### Excerpts from a dataset
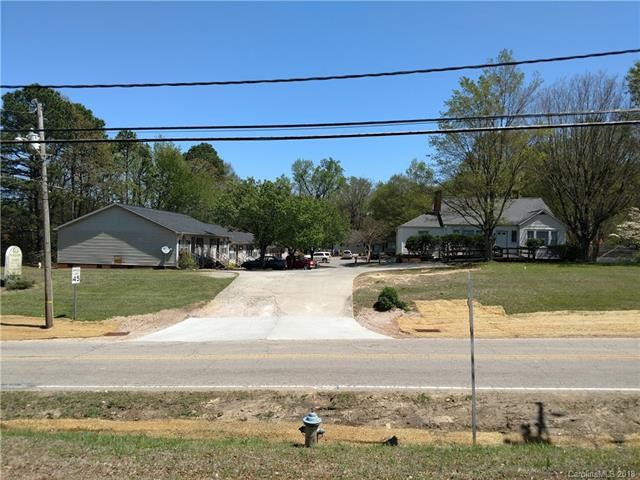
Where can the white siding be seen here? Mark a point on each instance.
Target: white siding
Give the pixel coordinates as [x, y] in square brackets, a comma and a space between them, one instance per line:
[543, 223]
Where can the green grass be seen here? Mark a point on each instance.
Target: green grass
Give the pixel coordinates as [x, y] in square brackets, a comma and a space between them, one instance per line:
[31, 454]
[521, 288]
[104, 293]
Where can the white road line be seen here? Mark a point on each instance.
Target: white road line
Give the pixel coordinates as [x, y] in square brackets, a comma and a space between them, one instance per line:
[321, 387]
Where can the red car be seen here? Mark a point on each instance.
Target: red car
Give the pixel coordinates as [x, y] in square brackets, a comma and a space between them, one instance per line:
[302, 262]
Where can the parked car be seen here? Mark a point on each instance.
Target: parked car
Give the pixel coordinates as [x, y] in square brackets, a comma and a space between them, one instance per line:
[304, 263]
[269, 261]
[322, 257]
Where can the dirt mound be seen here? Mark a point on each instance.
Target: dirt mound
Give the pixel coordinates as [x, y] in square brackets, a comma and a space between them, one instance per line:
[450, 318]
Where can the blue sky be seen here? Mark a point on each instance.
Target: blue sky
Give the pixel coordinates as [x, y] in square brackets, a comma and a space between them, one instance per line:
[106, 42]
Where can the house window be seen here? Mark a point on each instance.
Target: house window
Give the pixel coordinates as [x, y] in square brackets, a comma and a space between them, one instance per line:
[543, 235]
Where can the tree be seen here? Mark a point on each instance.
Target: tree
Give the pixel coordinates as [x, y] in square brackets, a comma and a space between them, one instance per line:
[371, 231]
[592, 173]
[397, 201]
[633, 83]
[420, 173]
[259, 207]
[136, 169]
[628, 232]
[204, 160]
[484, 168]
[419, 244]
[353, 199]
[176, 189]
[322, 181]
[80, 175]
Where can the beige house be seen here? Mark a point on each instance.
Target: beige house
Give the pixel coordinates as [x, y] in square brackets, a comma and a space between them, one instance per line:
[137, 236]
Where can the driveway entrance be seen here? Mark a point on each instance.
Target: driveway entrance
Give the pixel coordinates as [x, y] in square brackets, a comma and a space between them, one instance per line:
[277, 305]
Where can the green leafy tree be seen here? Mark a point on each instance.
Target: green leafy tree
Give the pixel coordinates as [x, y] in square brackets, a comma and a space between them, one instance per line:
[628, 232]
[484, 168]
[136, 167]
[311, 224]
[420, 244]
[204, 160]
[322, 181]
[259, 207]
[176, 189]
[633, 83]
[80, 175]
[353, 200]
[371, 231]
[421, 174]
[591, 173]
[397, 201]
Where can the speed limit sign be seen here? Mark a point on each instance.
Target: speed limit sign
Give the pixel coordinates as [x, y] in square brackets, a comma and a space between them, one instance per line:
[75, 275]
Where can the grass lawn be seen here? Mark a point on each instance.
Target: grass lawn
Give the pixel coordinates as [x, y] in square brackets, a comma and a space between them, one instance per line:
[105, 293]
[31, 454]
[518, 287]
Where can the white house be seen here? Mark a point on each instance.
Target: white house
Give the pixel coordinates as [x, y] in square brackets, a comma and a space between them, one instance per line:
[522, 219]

* * *

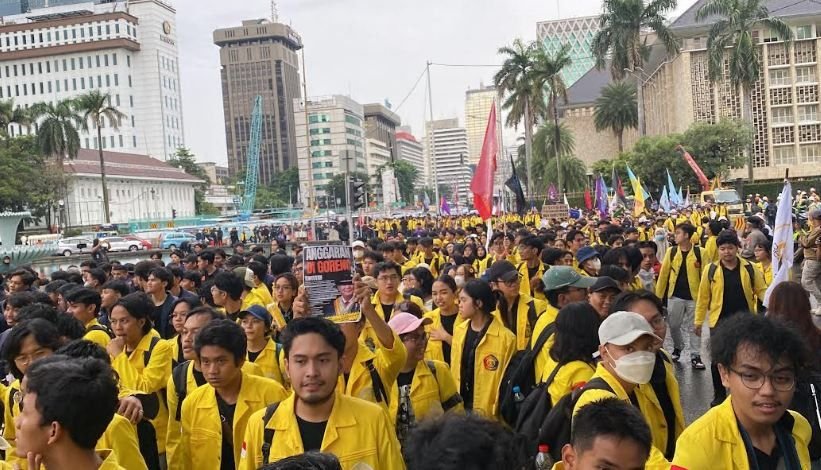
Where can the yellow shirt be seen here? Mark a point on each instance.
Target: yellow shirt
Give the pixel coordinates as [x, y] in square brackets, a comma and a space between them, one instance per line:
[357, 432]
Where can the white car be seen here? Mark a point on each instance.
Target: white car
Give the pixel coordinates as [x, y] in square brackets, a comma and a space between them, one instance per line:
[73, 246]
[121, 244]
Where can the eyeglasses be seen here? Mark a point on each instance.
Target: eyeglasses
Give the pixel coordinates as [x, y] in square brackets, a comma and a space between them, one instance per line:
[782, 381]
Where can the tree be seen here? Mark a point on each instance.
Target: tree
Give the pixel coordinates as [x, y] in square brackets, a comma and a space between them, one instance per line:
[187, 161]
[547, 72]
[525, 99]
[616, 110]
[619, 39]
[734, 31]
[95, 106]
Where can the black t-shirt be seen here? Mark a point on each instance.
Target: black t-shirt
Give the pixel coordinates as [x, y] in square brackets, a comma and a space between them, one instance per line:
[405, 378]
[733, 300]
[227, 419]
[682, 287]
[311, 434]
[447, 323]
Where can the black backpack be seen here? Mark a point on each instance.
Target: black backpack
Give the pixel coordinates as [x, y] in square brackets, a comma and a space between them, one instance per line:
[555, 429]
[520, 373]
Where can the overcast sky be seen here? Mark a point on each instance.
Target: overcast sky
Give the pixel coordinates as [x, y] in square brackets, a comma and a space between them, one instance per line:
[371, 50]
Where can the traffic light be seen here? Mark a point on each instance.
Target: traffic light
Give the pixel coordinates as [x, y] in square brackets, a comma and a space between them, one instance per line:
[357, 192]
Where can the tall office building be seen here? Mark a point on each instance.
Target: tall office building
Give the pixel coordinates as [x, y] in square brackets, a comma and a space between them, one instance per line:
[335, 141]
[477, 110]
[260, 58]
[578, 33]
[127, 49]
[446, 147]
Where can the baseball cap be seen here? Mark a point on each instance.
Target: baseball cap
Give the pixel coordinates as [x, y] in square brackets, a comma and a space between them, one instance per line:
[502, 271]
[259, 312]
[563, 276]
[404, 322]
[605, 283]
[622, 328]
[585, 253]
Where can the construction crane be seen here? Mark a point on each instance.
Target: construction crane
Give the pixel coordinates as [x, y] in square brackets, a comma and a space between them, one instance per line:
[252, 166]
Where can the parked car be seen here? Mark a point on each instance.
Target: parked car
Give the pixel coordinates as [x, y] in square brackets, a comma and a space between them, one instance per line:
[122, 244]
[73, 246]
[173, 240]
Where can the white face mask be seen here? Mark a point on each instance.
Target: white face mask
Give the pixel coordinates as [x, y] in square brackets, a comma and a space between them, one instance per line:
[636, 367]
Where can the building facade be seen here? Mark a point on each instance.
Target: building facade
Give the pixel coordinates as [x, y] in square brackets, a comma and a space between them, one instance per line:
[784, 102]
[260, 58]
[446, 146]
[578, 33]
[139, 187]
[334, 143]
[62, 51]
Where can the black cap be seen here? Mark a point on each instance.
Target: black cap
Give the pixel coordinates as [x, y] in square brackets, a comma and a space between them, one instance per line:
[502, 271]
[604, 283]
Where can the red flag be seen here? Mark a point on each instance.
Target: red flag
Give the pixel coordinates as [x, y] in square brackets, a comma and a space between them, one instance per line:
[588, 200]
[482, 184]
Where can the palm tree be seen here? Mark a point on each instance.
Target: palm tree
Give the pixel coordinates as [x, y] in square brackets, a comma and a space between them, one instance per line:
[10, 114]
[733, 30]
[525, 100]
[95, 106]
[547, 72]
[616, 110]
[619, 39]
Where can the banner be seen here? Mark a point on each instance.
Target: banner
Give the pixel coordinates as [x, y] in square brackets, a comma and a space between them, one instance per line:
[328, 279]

### Task to complete
All lines above that contain "tree" are required in the answer.

### Result for this task
Where can the tree be seen here? Mark a point on each instance.
Target: tree
Where can the green leafy tree be seen here? Mark a point on each instance.
Target: green leafy tree
Where can the tree be seen here? Mark a point on each instance.
Target: tree
Where can the palm tree be seen here? Mark a point on each instance.
Target: palm tree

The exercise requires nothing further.